## What you have to do
Scan the entries below for the word "target" and copy every line where it turns up.

+++ Source material +++

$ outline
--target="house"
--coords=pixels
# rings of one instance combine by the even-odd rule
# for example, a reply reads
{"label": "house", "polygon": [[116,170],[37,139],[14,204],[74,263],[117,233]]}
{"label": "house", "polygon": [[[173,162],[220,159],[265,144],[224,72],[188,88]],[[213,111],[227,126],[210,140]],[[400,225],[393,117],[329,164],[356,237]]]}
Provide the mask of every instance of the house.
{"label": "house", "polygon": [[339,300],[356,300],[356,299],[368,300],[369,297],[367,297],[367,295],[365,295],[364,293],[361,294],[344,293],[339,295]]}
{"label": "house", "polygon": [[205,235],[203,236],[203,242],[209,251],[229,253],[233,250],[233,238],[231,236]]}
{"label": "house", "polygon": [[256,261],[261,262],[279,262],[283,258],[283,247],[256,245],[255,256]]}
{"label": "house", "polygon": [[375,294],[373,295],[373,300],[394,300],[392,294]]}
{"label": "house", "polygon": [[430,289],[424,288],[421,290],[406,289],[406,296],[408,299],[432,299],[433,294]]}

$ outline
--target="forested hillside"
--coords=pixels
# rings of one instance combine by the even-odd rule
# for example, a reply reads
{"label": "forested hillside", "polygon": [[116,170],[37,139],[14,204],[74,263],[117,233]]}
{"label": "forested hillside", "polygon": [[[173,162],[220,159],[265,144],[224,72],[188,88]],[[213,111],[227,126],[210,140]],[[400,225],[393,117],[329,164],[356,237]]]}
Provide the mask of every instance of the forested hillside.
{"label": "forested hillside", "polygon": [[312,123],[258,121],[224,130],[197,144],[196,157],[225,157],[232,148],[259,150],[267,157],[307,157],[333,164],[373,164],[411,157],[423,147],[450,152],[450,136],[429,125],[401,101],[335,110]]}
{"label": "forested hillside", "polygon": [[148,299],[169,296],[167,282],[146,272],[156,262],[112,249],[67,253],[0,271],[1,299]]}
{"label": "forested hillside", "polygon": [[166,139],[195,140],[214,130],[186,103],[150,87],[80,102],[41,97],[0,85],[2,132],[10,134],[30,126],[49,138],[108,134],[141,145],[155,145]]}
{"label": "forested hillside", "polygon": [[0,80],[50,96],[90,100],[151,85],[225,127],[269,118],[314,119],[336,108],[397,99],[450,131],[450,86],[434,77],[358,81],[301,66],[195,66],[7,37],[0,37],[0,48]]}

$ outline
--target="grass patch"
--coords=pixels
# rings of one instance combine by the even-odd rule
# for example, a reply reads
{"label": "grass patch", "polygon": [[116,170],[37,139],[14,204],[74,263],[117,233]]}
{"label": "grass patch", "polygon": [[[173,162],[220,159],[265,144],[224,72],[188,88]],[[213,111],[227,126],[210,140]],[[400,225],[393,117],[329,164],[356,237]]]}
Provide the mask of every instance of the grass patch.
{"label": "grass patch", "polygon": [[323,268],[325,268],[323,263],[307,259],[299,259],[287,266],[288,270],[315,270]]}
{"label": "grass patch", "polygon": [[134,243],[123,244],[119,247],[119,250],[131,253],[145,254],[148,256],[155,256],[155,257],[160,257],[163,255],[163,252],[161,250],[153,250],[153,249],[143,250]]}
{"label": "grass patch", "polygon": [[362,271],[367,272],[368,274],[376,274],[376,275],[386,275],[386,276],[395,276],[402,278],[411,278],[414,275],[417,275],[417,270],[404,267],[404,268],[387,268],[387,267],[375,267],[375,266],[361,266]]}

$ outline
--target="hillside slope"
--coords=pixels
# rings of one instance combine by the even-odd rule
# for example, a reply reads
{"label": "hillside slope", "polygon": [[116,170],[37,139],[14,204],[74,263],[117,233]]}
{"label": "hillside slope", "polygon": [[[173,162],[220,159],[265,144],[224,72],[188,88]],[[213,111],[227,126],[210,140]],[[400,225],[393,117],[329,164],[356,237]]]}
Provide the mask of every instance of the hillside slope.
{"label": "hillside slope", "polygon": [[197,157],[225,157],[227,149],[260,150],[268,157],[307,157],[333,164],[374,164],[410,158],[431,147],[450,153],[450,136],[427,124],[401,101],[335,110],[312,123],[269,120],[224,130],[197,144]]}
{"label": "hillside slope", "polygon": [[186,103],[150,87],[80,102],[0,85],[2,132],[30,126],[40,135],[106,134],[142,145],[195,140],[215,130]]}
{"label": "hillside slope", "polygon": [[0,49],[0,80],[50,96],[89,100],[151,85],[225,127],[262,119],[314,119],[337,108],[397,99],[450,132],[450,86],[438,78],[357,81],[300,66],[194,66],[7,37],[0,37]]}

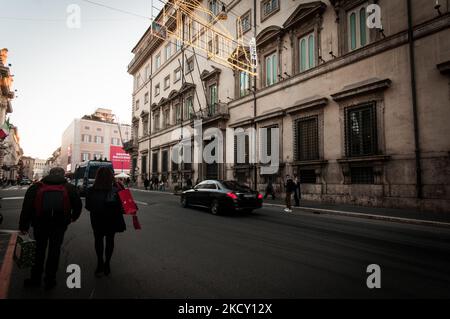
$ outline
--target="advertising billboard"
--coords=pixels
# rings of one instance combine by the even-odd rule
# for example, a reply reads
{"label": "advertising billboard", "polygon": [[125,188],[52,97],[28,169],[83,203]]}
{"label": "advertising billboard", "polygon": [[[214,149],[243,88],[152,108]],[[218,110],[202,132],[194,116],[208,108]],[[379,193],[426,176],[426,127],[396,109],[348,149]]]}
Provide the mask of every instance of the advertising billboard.
{"label": "advertising billboard", "polygon": [[110,146],[109,158],[115,170],[130,169],[130,155],[127,154],[120,146]]}

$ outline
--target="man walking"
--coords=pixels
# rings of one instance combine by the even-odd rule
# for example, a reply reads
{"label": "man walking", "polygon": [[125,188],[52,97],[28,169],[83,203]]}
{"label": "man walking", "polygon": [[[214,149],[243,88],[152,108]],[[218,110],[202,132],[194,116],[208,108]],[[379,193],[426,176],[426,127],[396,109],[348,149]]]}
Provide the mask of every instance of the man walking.
{"label": "man walking", "polygon": [[269,195],[272,196],[272,200],[275,200],[275,190],[273,189],[272,179],[269,179],[269,183],[266,187],[266,193],[264,194],[264,199],[267,199]]}
{"label": "man walking", "polygon": [[292,193],[295,192],[295,183],[289,175],[286,176],[286,184],[284,186],[286,188],[286,208],[284,211],[286,213],[292,213],[291,200]]}
{"label": "man walking", "polygon": [[295,207],[300,207],[300,199],[302,198],[302,192],[300,189],[300,179],[297,175],[295,175],[294,178],[294,184],[295,184],[295,193],[294,193],[294,201],[295,201]]}
{"label": "man walking", "polygon": [[67,183],[64,169],[55,167],[41,182],[30,186],[25,193],[19,230],[28,233],[33,227],[36,240],[36,256],[31,268],[31,277],[24,282],[25,287],[37,287],[41,284],[44,272],[45,254],[45,288],[56,286],[61,245],[64,233],[70,223],[80,217],[82,203],[75,186]]}
{"label": "man walking", "polygon": [[145,176],[145,179],[144,179],[144,187],[145,187],[145,190],[148,190],[148,186],[150,185],[150,180],[148,179],[148,177],[147,176]]}

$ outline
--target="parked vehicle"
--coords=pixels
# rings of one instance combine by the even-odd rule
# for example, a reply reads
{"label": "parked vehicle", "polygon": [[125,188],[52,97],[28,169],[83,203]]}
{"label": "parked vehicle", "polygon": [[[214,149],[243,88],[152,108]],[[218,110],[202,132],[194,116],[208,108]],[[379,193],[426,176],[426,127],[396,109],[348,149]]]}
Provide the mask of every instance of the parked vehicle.
{"label": "parked vehicle", "polygon": [[183,207],[206,207],[214,215],[235,211],[250,213],[261,208],[262,203],[262,194],[235,181],[206,180],[181,194]]}
{"label": "parked vehicle", "polygon": [[71,182],[77,187],[81,196],[85,196],[88,187],[94,184],[95,175],[100,167],[108,167],[114,173],[113,165],[110,161],[86,161],[75,167],[75,174]]}
{"label": "parked vehicle", "polygon": [[33,182],[29,179],[29,178],[22,178],[22,180],[19,183],[21,186],[23,185],[31,185],[33,184]]}

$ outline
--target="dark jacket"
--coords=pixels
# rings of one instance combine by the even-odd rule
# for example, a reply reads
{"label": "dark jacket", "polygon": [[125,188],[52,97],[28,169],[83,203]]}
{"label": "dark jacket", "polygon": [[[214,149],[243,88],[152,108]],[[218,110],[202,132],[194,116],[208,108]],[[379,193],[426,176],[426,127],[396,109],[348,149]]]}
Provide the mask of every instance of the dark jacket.
{"label": "dark jacket", "polygon": [[286,181],[285,187],[286,187],[286,193],[293,193],[293,192],[295,192],[296,186],[295,186],[294,181],[291,178],[289,178]]}
{"label": "dark jacket", "polygon": [[[80,195],[77,189],[72,184],[67,183],[66,179],[61,176],[46,176],[41,180],[42,183],[47,185],[65,185],[69,193],[71,214],[65,216],[64,219],[57,221],[57,226],[67,227],[72,221],[77,220],[80,217],[83,204],[81,203]],[[35,227],[39,224],[48,222],[47,219],[38,217],[34,202],[36,199],[36,193],[40,184],[31,185],[25,193],[25,198],[22,204],[22,212],[20,213],[19,229],[21,231],[28,231],[30,225]]]}
{"label": "dark jacket", "polygon": [[91,215],[91,225],[95,233],[113,234],[126,229],[122,204],[114,186],[112,191],[89,187],[86,193],[86,209]]}

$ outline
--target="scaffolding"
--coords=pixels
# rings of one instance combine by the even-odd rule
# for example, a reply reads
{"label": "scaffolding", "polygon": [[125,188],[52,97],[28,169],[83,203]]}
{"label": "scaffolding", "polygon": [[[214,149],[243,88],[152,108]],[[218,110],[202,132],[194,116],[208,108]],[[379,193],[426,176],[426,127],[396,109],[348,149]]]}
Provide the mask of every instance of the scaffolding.
{"label": "scaffolding", "polygon": [[152,0],[150,33],[163,41],[175,39],[177,45],[200,50],[218,64],[257,76],[255,39],[245,43],[240,18],[233,36],[221,23],[227,19],[225,5],[214,4],[205,8],[198,0]]}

+++

## Solved problem
--target="house"
--target="forested hillside"
--target="grass patch"
--target="hillside slope"
--target="advertising billboard"
--target="man walking"
--target="parked vehicle"
--target="dark jacket"
--target="scaffolding"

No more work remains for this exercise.